Retype every one of the following rows without changing anything in them.

_ _ _

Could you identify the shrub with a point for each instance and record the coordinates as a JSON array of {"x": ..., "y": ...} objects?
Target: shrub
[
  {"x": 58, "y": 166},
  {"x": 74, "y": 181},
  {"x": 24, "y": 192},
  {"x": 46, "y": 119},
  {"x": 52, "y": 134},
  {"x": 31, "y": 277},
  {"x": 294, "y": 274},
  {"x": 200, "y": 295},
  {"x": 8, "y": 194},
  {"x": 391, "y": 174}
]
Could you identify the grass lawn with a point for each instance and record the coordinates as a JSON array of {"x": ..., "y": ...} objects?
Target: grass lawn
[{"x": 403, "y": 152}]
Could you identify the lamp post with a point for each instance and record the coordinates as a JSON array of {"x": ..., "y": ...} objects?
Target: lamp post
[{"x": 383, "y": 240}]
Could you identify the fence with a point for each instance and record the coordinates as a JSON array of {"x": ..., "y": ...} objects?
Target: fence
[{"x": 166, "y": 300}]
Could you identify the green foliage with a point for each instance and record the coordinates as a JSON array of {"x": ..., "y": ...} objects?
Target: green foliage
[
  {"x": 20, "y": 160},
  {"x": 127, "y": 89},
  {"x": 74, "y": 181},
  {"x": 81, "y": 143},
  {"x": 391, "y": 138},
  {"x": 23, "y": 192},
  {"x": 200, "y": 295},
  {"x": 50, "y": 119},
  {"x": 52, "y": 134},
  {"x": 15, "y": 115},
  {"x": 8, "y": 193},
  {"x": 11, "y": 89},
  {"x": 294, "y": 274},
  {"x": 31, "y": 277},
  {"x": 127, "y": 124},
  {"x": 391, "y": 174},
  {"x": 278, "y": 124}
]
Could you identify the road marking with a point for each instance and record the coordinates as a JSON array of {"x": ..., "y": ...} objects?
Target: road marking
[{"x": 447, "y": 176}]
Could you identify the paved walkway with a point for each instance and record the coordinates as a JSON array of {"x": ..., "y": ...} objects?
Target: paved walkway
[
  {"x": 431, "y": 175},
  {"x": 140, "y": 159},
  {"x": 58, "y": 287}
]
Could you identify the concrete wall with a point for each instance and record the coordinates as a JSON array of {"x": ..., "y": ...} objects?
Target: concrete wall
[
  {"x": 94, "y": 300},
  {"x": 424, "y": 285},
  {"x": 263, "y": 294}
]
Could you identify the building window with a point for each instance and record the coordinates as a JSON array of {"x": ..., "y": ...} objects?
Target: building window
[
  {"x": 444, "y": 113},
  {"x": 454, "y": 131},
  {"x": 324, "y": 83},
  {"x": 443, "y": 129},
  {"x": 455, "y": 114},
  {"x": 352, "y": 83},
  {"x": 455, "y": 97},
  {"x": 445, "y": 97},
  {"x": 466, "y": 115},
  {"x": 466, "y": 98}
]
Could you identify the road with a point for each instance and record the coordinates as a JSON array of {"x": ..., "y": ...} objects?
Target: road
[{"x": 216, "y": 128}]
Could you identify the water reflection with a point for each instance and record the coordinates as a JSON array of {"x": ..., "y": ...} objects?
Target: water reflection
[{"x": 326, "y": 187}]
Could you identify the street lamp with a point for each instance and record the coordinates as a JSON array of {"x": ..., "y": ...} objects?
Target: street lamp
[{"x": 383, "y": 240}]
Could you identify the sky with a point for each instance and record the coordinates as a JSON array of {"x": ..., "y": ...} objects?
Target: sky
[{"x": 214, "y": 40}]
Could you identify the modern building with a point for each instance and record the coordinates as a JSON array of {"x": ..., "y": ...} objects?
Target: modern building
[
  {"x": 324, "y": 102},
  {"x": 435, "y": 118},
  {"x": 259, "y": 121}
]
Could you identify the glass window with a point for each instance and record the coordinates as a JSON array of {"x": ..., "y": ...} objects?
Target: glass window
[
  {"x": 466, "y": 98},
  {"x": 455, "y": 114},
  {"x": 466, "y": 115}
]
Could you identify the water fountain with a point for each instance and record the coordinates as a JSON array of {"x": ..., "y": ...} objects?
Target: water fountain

_ _ _

▶ Final answer
Could you identify the shrub with a point for each instance and record the coordinates as a JSON array of {"x": ..., "y": ...} objects?
Target: shrub
[
  {"x": 58, "y": 166},
  {"x": 74, "y": 181},
  {"x": 24, "y": 192},
  {"x": 46, "y": 119},
  {"x": 52, "y": 134},
  {"x": 31, "y": 277},
  {"x": 294, "y": 274},
  {"x": 200, "y": 295},
  {"x": 8, "y": 194},
  {"x": 391, "y": 174}
]
Could you identify the grass lawn with a point for each instance and record the coordinates as a JSON array of {"x": ..., "y": ...} objects?
Target: grass lawn
[{"x": 403, "y": 152}]
Could you identify the lamp post with a point for each instance and record the coordinates as a JSON array of {"x": ..., "y": ...} objects?
Target: lamp post
[{"x": 383, "y": 240}]
Could you identify the fence with a point for each instance and record the coordinates as a JSON array of {"x": ..., "y": ...} objects?
Target: fence
[{"x": 166, "y": 300}]
Could you identify the green foliage with a point for each instance and record the coordinates as a JSON array of {"x": ..., "y": ...} objects?
Target: green foliage
[
  {"x": 20, "y": 160},
  {"x": 127, "y": 89},
  {"x": 74, "y": 181},
  {"x": 81, "y": 143},
  {"x": 391, "y": 138},
  {"x": 23, "y": 192},
  {"x": 200, "y": 295},
  {"x": 50, "y": 119},
  {"x": 52, "y": 134},
  {"x": 15, "y": 115},
  {"x": 8, "y": 193},
  {"x": 11, "y": 89},
  {"x": 294, "y": 274},
  {"x": 31, "y": 277},
  {"x": 127, "y": 124},
  {"x": 391, "y": 174},
  {"x": 278, "y": 124}
]
Could you identify the road marking with a point for each instance and record the coordinates as a JSON array of {"x": ..., "y": ...} objects?
Target: road marking
[{"x": 447, "y": 176}]
Could you identify the paved walkway with a point for each instance and record the coordinates as a JSON array of {"x": ..., "y": ...} objects?
Target: paved walkway
[
  {"x": 431, "y": 175},
  {"x": 140, "y": 159},
  {"x": 58, "y": 287}
]
Could you identify the concrete wall with a point for each instance and record the coordinates as a JSON array of {"x": ..., "y": ...} objects?
Target: concrete wall
[
  {"x": 94, "y": 300},
  {"x": 424, "y": 285},
  {"x": 263, "y": 294}
]
Could you identify the building window with a point for each instance and record the coordinates as a JSON array of {"x": ..., "y": ...} objects?
Target: building window
[
  {"x": 444, "y": 113},
  {"x": 454, "y": 131},
  {"x": 324, "y": 83},
  {"x": 443, "y": 129},
  {"x": 455, "y": 114},
  {"x": 352, "y": 83},
  {"x": 455, "y": 97},
  {"x": 445, "y": 97},
  {"x": 466, "y": 115},
  {"x": 466, "y": 98}
]
Could you identify the road with a point for each instance and record the coordinates as a JSON array of {"x": ..., "y": ...} objects?
Target: road
[{"x": 216, "y": 128}]
Could you identify the water reflection with a point for each instance and record the coordinates as a JSON array of {"x": ..., "y": ...} objects?
Target: water reflection
[{"x": 326, "y": 187}]
Could you identify the street lamp with a point for each instance and record the coordinates as a JSON array of {"x": ..., "y": ...} objects?
Target: street lamp
[{"x": 383, "y": 240}]
Could you identify the sky with a point for each instance and record the coordinates as a JSON array of {"x": ..., "y": ...} objects?
Target: sky
[{"x": 214, "y": 40}]
Could you identify the modern building with a point for each instance and record the coordinates as a JSON array of {"x": ..., "y": ...} objects?
Target: modern building
[
  {"x": 324, "y": 102},
  {"x": 435, "y": 118},
  {"x": 259, "y": 121}
]
Could you identify the glass window with a point for each instance and record the coordinates as a JSON array of {"x": ..., "y": ...} objects?
Target: glass window
[
  {"x": 466, "y": 98},
  {"x": 455, "y": 114},
  {"x": 466, "y": 115}
]
Could you identify the water fountain with a point for each instance and record the coordinates as a JSON array of {"x": ..., "y": ...} objects?
Target: water fountain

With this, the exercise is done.